- [REQUIRED WORK]: Return each line of the data below that contains the word "positive", copying every such line in full.

- [RECORDS TO USE]:

========

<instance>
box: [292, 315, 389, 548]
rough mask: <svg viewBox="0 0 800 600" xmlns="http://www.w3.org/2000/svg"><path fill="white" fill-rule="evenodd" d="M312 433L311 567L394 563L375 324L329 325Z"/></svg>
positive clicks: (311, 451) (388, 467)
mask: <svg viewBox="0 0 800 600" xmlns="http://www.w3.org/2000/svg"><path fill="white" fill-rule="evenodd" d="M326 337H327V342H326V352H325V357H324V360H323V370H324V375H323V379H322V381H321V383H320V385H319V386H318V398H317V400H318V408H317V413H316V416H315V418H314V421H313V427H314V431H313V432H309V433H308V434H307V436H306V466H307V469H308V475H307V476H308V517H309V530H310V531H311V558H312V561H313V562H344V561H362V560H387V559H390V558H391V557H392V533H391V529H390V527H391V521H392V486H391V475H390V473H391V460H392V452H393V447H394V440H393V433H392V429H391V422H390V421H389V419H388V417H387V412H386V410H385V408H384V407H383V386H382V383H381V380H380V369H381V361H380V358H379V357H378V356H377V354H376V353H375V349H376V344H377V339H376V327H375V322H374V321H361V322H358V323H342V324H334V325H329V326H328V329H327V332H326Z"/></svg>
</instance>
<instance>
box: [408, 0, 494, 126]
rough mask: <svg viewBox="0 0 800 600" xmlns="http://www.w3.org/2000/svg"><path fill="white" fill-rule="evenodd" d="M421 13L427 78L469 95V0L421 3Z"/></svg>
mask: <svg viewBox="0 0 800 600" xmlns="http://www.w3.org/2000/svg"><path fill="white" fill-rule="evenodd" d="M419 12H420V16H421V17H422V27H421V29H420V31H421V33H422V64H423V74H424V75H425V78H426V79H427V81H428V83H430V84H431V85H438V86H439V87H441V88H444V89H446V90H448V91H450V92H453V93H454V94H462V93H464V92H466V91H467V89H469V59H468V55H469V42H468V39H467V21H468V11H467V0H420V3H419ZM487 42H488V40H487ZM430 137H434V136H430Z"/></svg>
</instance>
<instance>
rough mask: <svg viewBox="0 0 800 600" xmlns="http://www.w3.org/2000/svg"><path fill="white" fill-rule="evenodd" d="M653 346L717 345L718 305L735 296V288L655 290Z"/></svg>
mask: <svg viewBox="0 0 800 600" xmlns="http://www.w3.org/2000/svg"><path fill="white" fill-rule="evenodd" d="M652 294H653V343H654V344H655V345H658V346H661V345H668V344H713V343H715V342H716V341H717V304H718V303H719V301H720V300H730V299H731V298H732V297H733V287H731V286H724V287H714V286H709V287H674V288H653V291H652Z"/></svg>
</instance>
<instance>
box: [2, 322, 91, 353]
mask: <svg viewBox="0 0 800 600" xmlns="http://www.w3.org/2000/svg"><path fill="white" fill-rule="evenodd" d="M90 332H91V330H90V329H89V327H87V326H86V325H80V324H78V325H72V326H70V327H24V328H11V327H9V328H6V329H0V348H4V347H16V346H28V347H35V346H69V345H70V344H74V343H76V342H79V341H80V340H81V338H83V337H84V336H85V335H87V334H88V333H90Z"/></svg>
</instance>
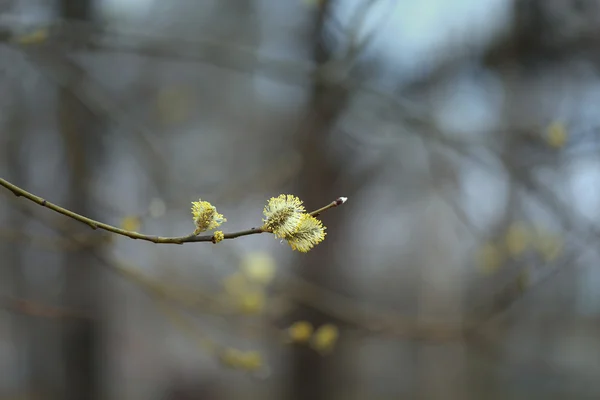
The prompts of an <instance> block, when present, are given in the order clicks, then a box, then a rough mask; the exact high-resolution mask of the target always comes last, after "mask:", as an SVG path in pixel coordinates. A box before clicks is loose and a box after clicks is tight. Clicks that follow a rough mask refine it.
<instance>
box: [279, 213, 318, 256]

========

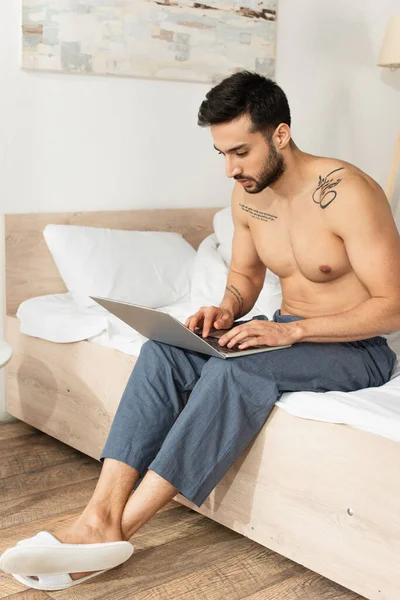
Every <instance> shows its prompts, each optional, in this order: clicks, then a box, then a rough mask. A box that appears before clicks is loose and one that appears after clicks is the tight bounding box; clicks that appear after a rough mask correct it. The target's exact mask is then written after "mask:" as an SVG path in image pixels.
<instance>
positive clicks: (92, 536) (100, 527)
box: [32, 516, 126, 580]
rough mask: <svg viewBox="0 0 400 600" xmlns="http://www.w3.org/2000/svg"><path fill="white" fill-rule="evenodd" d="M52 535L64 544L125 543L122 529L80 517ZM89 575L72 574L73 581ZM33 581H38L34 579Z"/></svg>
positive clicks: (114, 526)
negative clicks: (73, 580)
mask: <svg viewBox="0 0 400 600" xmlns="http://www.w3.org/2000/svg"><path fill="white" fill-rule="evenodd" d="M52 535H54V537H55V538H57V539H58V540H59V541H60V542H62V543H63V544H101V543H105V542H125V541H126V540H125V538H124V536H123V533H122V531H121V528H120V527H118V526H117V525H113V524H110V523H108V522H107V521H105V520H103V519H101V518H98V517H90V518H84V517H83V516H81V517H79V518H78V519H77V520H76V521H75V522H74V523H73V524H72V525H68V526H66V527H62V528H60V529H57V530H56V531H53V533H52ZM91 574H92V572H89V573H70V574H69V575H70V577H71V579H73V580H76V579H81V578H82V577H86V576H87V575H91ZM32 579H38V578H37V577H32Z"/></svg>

========

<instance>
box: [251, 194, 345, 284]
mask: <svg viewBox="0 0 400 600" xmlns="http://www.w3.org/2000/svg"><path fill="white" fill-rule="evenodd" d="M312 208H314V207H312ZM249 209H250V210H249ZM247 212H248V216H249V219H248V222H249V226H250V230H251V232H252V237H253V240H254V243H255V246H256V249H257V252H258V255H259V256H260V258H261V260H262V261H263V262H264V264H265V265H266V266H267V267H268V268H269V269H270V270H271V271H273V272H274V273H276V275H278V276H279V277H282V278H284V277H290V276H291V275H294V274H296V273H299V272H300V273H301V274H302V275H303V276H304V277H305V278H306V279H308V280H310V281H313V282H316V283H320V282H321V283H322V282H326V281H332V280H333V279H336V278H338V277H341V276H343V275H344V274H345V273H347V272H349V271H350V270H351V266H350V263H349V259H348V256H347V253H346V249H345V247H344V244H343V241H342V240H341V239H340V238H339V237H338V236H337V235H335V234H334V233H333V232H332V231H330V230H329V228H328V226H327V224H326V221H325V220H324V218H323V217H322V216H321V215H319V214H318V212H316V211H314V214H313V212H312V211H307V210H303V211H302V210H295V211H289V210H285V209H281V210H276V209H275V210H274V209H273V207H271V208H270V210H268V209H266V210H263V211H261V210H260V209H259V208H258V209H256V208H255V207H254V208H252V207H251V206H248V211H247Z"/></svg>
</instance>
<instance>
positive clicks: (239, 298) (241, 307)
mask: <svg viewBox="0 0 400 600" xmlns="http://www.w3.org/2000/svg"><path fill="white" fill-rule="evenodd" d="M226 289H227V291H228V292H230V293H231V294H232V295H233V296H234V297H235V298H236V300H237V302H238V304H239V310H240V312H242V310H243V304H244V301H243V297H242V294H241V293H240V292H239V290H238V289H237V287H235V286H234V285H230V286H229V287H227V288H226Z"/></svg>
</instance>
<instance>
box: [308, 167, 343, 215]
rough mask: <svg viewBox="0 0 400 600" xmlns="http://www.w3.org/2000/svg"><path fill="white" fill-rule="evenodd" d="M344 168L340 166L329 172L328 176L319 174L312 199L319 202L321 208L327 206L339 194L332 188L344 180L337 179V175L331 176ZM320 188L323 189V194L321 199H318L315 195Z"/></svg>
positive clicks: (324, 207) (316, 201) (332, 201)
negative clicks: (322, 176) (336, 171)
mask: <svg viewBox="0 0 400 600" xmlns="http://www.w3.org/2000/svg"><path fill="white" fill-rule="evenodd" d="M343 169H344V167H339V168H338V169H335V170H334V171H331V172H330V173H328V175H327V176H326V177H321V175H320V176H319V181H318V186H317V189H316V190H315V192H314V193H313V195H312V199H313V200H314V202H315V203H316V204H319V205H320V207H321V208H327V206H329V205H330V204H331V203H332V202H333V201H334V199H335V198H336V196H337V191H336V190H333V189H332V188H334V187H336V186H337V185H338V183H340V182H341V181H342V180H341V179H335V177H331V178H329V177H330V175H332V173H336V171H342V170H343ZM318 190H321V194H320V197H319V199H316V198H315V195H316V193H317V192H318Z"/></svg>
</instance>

========

- [ANSWER BOX]:
positive clicks: (311, 451) (388, 467)
positive clicks: (92, 536) (100, 527)
positive clicks: (114, 526)
positive clicks: (239, 298) (241, 307)
positive clicks: (324, 207) (316, 201) (332, 201)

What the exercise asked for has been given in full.